* Aim of the task:
From first line to last, the records below are to be duplicated exactly.
· · · · ·
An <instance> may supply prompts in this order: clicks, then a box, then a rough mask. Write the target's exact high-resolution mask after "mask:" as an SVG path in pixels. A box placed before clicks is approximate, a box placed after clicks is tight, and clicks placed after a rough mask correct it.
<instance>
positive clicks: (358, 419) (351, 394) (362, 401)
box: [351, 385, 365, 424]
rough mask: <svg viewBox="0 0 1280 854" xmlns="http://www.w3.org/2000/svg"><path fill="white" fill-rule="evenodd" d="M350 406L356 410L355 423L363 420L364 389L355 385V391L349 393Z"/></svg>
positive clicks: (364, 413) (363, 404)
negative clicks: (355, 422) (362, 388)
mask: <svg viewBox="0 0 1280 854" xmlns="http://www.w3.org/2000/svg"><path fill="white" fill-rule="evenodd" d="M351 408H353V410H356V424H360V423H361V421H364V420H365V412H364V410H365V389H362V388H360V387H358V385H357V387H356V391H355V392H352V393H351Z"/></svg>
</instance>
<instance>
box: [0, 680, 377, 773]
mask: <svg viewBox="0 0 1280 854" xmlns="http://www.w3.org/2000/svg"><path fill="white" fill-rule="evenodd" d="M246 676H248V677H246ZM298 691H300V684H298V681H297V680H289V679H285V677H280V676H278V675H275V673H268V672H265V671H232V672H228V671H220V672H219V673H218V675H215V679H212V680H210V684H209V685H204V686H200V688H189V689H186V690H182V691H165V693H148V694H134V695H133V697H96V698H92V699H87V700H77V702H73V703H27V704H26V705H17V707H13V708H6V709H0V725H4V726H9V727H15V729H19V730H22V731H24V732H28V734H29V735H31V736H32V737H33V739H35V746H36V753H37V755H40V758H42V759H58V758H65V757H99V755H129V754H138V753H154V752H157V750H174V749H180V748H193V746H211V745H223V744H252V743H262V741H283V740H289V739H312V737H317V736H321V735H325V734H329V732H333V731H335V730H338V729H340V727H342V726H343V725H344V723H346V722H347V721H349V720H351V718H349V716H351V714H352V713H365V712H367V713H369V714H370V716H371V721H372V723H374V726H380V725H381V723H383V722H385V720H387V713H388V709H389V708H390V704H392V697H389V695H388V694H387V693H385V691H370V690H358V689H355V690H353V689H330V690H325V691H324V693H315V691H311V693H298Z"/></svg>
· · · · ·
* Final answer:
An <instance> may supply prompts in this order: clicks, then a box, then a rough mask. Write the target's exact high-resolution mask after "mask:" as an SVG path in pixels. A box placed before clicks is approximate, a box placed after clicks is tight, and clicks placed after a rough mask correct it.
<instance>
positive clicks: (358, 419) (351, 394) (362, 401)
box: [351, 385, 365, 424]
rough mask: <svg viewBox="0 0 1280 854" xmlns="http://www.w3.org/2000/svg"><path fill="white" fill-rule="evenodd" d="M350 406L356 410L355 423L363 420L364 389L355 385V391L349 393Z"/></svg>
positive clicks: (364, 413) (363, 404)
negative clicks: (355, 422) (362, 388)
mask: <svg viewBox="0 0 1280 854" xmlns="http://www.w3.org/2000/svg"><path fill="white" fill-rule="evenodd" d="M351 408H353V410H356V424H360V423H361V421H364V420H365V412H364V410H365V389H362V388H360V387H358V385H357V387H356V391H355V392H352V393H351Z"/></svg>
</instance>
<instance>
box: [0, 680, 377, 773]
mask: <svg viewBox="0 0 1280 854" xmlns="http://www.w3.org/2000/svg"><path fill="white" fill-rule="evenodd" d="M246 676H248V677H246ZM298 691H300V684H298V681H297V680H289V679H285V677H280V676H278V675H275V673H268V672H265V671H232V672H228V671H220V672H219V673H218V675H215V679H212V680H210V684H209V685H204V686H200V688H189V689H186V690H182V691H165V693H148V694H134V695H133V697H96V698H92V699H87V700H77V702H73V703H27V704H26V705H17V707H13V708H6V709H0V725H4V726H9V727H15V729H19V730H22V731H24V732H28V734H29V735H31V736H32V737H33V739H35V746H36V753H37V755H40V758H42V759H58V758H65V757H99V755H129V754H138V753H154V752H157V750H174V749H180V748H193V746H211V745H223V744H252V743H262V741H283V740H289V739H312V737H317V736H321V735H325V734H329V732H333V731H335V730H338V729H340V727H342V726H343V725H344V723H346V722H347V721H349V720H351V718H349V716H351V714H352V713H365V712H367V713H369V714H370V716H371V721H372V723H374V726H380V725H381V723H383V722H385V720H387V713H388V709H389V708H390V704H392V697H389V695H388V694H387V693H385V691H370V690H358V689H355V690H353V689H330V690H325V691H324V693H315V691H311V693H298Z"/></svg>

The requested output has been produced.